Texte retenu:
• • •

Après une quatrième journée de garde à vue, Ayoub El Khazzani, soupçonné d'avoir voulu commettre un carnage dans un Thalys et dont le profil et le parcours conservent de nombreuses zones d'ombres, devait être déféré mardi soir pour être présenté à la justice.
Le parquet de Paris devrait ouvrir une information judiciaire, préalable à une possible mise en examen de ce Marocain de 25 ans, maîtrisé par des passagers vendredi alors qu'il sortait des toilettes armé d'un fusil d'assaut kalachnikov et en possession de neuf chargeurs, d'un pistolet Luger et d'un cutter.
Après son passage devant les juges antiterroristes, un magistrat spécialisé va statuer sur sa détention.
L'homme, décrit comme un "SDF", "squelettique", par l'avocate qui l'a assisté aux premières heures de sa garde à vue, a réfuté tout acte terroriste lors de ses premières auditions. La kalachnikov? Il l'aurait trouvée par hasard dans un jardin près de la gare de Bruxelles-Midi. Son projet ? Menacer les voyageurs pour les détrousser.
Ses déclarations n'ont pas convaincu les enquêteurs, qui vont tenter de faire parler les deux téléphones portables retrouvés sur lui. L'un d'eux a été activé le matin même de l'attaque, selon une source policière.
Outre la question d'éventuelles complicités ou de commanditaires de son geste, l'enquête va devoir retracer le parcours sinueux du jeune Marocain.

• • •

Votre consigne: Rédigez la suite de l'article sur le suspect de l'attaque du Thalys, à partir de sa dernière phrase.

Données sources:
• • •

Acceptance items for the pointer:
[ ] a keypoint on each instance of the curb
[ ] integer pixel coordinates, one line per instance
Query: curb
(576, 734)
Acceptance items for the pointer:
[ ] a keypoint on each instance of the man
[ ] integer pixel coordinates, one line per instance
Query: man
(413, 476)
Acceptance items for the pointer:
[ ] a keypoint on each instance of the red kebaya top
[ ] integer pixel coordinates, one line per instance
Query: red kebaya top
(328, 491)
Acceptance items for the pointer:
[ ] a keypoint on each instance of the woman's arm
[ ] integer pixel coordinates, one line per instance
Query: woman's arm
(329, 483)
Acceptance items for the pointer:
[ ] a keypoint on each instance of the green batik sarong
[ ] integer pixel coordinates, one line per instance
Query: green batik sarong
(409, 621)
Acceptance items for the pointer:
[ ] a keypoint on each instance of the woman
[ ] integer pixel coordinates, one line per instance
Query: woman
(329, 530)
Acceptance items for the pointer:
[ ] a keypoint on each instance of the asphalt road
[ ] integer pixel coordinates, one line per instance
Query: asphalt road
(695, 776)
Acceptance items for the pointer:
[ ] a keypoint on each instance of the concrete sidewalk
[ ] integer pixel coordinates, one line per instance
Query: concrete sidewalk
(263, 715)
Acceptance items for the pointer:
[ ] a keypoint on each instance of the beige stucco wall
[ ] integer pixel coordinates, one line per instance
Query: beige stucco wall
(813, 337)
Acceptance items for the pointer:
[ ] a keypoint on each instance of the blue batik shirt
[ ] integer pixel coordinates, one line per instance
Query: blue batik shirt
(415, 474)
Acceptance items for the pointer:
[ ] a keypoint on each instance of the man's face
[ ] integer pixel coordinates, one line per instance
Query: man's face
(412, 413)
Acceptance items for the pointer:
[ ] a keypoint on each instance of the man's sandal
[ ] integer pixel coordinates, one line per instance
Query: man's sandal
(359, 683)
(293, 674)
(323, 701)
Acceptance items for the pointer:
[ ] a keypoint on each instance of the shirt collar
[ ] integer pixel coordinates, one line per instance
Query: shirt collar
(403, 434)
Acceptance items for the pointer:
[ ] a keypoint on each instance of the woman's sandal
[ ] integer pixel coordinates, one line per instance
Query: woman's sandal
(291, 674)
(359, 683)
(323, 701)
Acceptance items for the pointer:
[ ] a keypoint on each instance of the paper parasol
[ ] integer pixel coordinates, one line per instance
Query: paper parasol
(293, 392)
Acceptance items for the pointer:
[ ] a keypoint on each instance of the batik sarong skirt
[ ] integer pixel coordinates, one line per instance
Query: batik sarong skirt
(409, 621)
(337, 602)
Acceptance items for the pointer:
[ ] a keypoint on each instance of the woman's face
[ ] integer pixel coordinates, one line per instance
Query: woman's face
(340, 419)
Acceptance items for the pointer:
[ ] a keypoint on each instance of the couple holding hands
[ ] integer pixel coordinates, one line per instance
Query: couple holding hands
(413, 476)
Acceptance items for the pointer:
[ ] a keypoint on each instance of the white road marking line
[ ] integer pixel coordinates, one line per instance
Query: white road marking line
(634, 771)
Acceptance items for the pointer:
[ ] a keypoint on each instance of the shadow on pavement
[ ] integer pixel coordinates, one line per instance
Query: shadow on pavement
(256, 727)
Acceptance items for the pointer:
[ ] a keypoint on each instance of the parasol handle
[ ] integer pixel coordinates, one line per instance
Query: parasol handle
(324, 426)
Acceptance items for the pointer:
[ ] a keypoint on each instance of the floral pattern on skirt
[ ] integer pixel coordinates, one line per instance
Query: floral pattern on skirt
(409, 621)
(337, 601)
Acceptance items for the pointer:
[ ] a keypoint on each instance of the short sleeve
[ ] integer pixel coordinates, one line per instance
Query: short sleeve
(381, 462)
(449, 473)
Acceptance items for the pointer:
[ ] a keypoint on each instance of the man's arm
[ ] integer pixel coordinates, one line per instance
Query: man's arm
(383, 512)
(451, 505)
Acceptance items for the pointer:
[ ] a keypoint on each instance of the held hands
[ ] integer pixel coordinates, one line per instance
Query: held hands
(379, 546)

• • •

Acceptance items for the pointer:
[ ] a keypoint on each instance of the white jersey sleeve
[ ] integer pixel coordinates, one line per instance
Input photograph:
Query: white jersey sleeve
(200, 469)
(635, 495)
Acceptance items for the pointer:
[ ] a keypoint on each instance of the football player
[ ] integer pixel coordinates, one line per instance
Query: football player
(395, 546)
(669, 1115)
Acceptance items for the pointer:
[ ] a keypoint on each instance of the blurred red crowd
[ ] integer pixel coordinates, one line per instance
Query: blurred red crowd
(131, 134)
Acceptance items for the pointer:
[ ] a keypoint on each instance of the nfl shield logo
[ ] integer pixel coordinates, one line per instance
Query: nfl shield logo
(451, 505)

• • •

Votre réponse:
Arrivé en Espagne en 2007, vers 18 ans, installé à Algesiras (sud) où vit son père, le suspect avait déjà été signalé pour ses discours radicaux dans des mosquées et s'était fait connaître pour trafic de drogue.
Début 2014, les services de renseignement espagnols signalent à leurs homologues français son intention de franchir la frontière. Un passage en France est désormais attesté, puisque l'opérateur de téléphonie mobile Lycamobile a confirmé lundi que le Marocain y avait bien travaillé de février à avril 2014, avant une rupture car ses papiers "ne lui permettaient pas de travailler en France", selon l'employeur.
Un an plus tard, le 10 mai 2015, Ayoub El Khazzani a été repéré à Berlin d'où il s'est envolé pour la Turquie. Une destination qui pose la question d'un éventuel passage en Syrie, où des zones sont sous contrôle de l'organisation Etat islamique (EI).
D'après l'avocate qui l'a assisté aux premières heures de sa garde à vue, il a raconté s'être déplacé au cours des six derniers mois en Belgique, Allemagne, Autriche, France et en Andorre.
- "Nous sommes toujours exposés" -
Si le projet meurtrier d'El Khazzani a échoué, "nous devons nous préparer à d'autres assauts et donc nous protéger", a mis en garde mardi François Hollande devant les ambassadeurs français réunis à Paris.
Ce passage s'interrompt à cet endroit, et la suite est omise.